-- Your instructions --
Starting at the line that contains "Record the location of each instance of the tree", print every remaining line of the entries, unchanged, and output nothing more.

-- Record excerpts --
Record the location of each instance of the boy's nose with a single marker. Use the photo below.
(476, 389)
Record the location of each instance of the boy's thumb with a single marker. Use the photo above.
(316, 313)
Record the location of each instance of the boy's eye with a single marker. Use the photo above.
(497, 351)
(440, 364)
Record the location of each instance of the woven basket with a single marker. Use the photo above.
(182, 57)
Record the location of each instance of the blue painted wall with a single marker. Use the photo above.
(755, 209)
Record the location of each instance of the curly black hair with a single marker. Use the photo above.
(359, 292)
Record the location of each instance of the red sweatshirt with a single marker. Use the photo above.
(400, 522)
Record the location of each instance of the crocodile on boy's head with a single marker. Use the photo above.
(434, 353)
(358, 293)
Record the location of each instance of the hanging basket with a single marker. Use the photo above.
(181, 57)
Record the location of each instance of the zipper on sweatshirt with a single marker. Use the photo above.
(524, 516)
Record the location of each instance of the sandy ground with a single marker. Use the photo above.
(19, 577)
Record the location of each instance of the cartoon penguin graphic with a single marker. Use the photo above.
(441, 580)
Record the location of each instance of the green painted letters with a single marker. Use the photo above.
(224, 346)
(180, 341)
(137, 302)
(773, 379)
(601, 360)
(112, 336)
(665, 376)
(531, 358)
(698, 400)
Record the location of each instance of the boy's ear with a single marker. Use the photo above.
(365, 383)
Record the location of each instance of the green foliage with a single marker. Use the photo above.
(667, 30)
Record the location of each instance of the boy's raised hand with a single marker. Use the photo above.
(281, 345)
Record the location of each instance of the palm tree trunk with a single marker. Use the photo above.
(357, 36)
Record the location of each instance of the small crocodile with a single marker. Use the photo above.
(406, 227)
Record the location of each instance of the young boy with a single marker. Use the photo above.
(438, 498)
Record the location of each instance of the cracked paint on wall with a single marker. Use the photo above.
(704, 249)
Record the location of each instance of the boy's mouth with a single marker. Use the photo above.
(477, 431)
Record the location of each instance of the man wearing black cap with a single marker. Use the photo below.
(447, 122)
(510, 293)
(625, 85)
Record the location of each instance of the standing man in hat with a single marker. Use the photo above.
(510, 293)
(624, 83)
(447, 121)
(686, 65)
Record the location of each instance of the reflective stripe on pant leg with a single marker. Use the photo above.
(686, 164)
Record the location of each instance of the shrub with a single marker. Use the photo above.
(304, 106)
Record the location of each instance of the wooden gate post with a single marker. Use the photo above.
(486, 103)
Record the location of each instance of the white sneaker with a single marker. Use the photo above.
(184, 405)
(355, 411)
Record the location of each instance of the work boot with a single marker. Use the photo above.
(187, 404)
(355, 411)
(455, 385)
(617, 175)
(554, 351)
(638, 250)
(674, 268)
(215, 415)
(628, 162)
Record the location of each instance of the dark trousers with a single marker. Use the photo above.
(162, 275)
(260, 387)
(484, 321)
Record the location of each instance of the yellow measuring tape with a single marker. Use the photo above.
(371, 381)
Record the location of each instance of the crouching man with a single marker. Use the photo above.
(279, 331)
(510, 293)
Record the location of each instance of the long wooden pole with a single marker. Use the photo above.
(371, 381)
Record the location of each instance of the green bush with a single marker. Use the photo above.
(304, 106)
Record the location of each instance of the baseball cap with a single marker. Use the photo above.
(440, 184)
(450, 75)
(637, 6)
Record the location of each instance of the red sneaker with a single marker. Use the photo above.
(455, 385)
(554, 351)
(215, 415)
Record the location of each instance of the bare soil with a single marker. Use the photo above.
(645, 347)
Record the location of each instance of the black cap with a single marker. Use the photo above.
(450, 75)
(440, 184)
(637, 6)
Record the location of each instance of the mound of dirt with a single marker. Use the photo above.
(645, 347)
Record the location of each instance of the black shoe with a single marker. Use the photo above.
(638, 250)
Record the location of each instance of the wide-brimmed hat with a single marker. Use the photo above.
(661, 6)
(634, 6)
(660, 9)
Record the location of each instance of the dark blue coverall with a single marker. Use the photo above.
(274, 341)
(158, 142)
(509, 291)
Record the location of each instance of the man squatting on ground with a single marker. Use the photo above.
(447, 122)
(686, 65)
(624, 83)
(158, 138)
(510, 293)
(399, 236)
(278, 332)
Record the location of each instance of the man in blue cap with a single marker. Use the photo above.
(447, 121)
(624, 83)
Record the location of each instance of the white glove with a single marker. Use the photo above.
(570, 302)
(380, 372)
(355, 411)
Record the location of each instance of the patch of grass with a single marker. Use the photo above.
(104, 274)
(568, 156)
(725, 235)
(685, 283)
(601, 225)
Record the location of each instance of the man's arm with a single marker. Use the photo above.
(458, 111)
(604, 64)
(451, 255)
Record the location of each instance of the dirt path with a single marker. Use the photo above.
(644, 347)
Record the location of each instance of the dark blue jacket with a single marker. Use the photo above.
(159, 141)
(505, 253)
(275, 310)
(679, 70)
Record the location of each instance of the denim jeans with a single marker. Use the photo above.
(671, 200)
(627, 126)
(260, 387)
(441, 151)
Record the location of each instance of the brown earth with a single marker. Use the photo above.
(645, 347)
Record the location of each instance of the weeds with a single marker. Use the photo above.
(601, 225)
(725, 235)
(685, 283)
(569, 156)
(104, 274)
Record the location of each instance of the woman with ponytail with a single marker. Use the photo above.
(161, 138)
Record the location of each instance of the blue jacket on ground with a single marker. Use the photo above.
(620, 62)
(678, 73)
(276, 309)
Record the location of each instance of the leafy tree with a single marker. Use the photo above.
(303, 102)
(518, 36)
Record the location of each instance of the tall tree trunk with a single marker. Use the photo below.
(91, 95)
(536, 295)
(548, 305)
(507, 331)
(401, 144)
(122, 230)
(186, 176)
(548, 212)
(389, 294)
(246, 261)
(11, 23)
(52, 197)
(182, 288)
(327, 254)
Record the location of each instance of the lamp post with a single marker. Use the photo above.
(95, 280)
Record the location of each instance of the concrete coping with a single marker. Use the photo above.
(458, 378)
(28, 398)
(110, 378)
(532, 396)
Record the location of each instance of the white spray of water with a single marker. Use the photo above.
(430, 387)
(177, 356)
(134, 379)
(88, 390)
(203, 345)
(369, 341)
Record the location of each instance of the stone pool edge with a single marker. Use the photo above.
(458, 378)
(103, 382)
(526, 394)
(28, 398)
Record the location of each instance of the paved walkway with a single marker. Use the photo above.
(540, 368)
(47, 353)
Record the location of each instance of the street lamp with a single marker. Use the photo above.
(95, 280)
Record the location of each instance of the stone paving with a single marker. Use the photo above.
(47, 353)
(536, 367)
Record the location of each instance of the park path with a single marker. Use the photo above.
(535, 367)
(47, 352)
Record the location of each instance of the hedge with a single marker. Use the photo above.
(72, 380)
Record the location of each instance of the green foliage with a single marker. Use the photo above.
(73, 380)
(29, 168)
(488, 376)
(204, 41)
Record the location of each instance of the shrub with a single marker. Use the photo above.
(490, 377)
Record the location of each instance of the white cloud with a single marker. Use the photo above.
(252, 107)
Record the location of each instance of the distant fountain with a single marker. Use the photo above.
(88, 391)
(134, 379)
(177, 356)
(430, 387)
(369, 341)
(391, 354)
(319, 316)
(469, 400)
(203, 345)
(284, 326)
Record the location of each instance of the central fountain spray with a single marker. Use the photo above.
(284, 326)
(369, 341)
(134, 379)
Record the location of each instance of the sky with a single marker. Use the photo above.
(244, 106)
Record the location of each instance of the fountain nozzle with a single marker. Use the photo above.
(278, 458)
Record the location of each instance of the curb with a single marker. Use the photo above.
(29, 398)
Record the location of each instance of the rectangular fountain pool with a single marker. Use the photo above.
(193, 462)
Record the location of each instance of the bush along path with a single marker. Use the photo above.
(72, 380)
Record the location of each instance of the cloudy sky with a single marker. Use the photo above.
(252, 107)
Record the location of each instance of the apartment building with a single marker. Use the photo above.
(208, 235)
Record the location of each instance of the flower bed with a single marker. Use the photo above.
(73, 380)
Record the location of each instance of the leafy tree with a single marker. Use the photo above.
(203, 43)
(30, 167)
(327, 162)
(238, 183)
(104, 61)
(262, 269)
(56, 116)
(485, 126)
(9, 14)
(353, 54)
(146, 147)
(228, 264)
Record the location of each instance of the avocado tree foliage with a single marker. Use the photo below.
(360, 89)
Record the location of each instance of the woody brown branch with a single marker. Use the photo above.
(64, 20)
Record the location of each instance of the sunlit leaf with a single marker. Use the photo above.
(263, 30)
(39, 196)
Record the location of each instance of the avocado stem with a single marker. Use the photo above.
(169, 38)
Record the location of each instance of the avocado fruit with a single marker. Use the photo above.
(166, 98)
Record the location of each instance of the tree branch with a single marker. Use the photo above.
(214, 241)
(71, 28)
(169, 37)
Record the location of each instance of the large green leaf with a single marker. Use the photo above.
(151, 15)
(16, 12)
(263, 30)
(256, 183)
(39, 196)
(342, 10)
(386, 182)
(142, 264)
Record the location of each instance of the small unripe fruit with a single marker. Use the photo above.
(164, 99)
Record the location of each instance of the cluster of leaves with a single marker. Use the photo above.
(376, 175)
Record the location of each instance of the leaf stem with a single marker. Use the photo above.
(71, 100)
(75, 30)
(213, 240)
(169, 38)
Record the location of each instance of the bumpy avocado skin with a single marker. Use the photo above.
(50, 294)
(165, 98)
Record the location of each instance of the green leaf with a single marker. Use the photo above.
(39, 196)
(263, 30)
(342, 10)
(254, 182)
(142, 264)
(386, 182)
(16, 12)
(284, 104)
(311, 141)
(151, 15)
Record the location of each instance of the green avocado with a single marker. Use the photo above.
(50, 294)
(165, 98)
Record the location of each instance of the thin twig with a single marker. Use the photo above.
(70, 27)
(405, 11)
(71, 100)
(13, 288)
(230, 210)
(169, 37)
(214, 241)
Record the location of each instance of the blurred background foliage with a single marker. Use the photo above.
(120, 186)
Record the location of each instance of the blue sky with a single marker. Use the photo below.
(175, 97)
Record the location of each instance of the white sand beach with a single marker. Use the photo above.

-- The answer --
Record the location of each instance of the tree branch with a single marker. Use the photo above.
(214, 241)
(71, 28)
(169, 37)
Record the location of each instance of the large green leaf with a single marker. Use the photo above.
(151, 15)
(16, 12)
(263, 30)
(256, 183)
(39, 196)
(342, 10)
(386, 182)
(142, 264)
Record the location of each instance of the small unripe fruit with a single marker. Use the photo above.
(164, 99)
Record the location of each instance of the cluster of leaves with a single marker. Use the photo above.
(376, 175)
Record the location of each instance of the leaf stem with a single marker. Use the photo above.
(71, 100)
(75, 30)
(213, 240)
(169, 38)
Record the location of each instance of the bumpy avocado skin with a single marker. Use the photo above.
(50, 294)
(165, 98)
Record the location of each instance of the green leaf with a single marker. Use the photo above.
(39, 196)
(263, 30)
(342, 10)
(254, 182)
(142, 264)
(386, 182)
(16, 12)
(284, 104)
(311, 141)
(151, 15)
Record the location of each instance of the green avocado with a single marker. Use the photo above.
(50, 294)
(165, 98)
Record the location of each instance of the thin twig with a single marker. Use the photo above.
(70, 27)
(405, 11)
(71, 100)
(13, 288)
(230, 210)
(169, 37)
(214, 241)
Record the location of each instance of the blurred background foliage with a single marker. Use the photo above.
(120, 186)
Record the location of each instance of the blue sky with a single marker. Use the photo below.
(175, 97)
Record the location of each instance of the white sand beach with a single marker. Use the photo above.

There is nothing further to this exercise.